* start Text to read *

The Aztec Bowl is an NCAA-sanctioned college division/minor (prior to 1997); AFCA Division III (since 1997) Division II/III (since 2011) post-season bowl game that has been played intermittently since 1947. From 1947 to 1949 the event was called the Silver Bowl, and in 1950 the name was changed to the Aztec Bowl.

With but one exception, all of the games have been played at locations in Mexico; the exception was the 1957 game played in San Antonio, Texas.  From 1997 to 2008, under sponsorship of the American Football Coaches Association, the bowl had featured a team of Division III All-Stars against a team of Mexican All-Stars.  360 Sports Events Division II/III All American Eagles took over sponsoring players, along with ONEFA in 2010.

Games played in 1970 and 1980 are considered junior college bowl games, and games played in 1947, 1948, 1952, and 1996 are considered military bowl games. No games were played in 1954-1956, 1958–1963, 1967–1969, 1972–1978, 1981–1983, 1985, and 1995.  The games are traditionally played in mid-December.

* end Text to read *
* start Given material *

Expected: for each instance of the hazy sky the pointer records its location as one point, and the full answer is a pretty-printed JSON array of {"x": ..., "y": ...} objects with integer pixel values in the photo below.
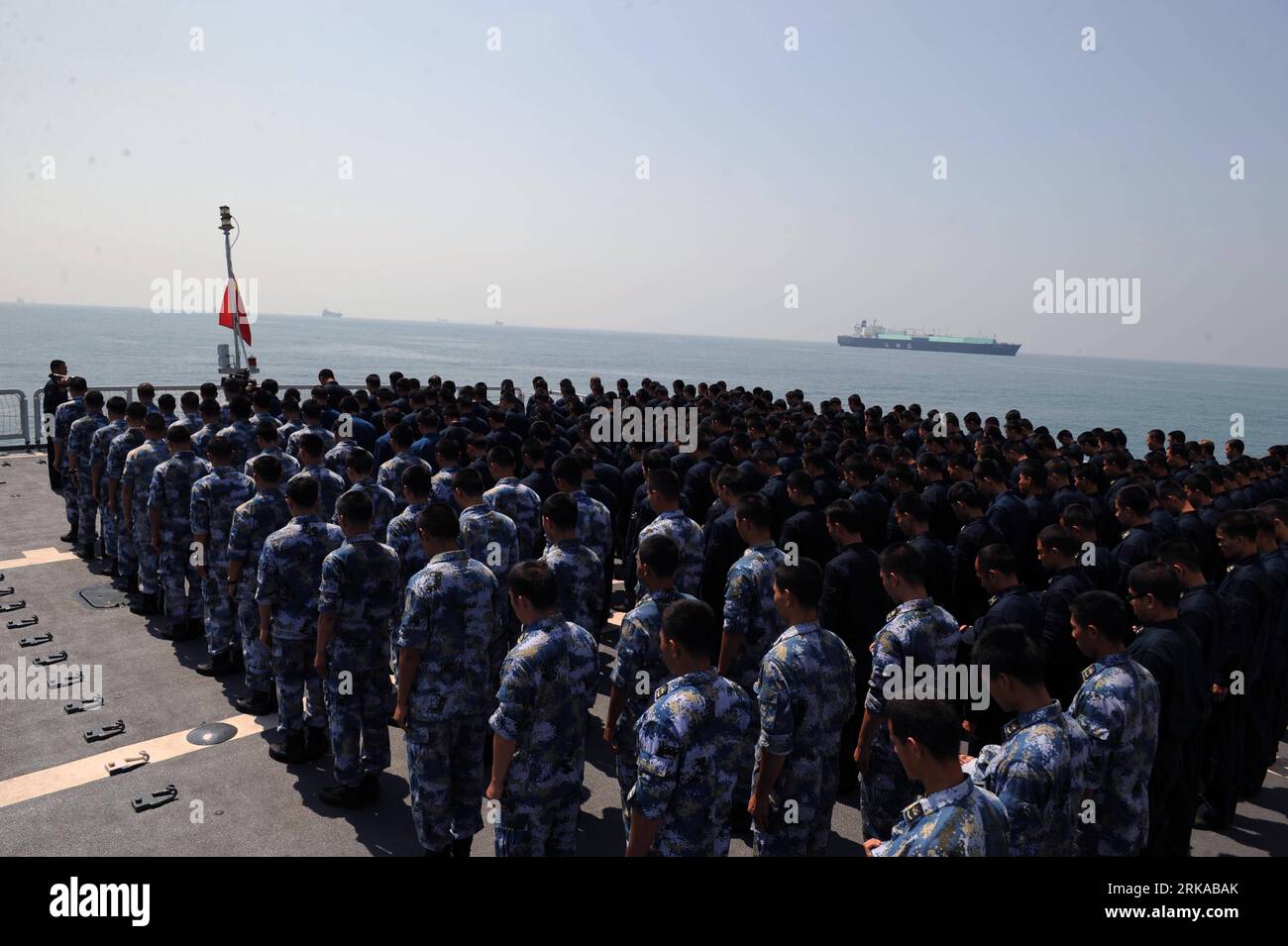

* end Given material *

Tasks to carry out:
[1] Answer these questions using the text on the Aztec Bowl.
(a) What was the event called from 1947 to 1949?
(b) In what year and in what city was the only game played outside Mexico?
(c) When in the year are the games traditionally played?
[2] Decide whether each statement agrees with the text on the Aztec Bowl. Give yes or no, and quote the words that decide it.
(a) The name Aztec Bowl was adopted in 1950.
(b) From 1997 to 2008, ONEFA sponsored the bowl.
(c) The 1970 game is considered a military bowl game.

Solutions to the problems:
[1]
(a) The Silver Bowl.
(b) In 1957, in San Antonio, Texas.
(c) In mid-December.

[2]
(a) Yes: "in 1950 the name was changed to the Aztec Bowl."
(b) No: "From 1997 to 2008, under sponsorship of the American Football Coaches Association"
(c) No: "Games played in 1970 and 1980 are considered junior college bowl games"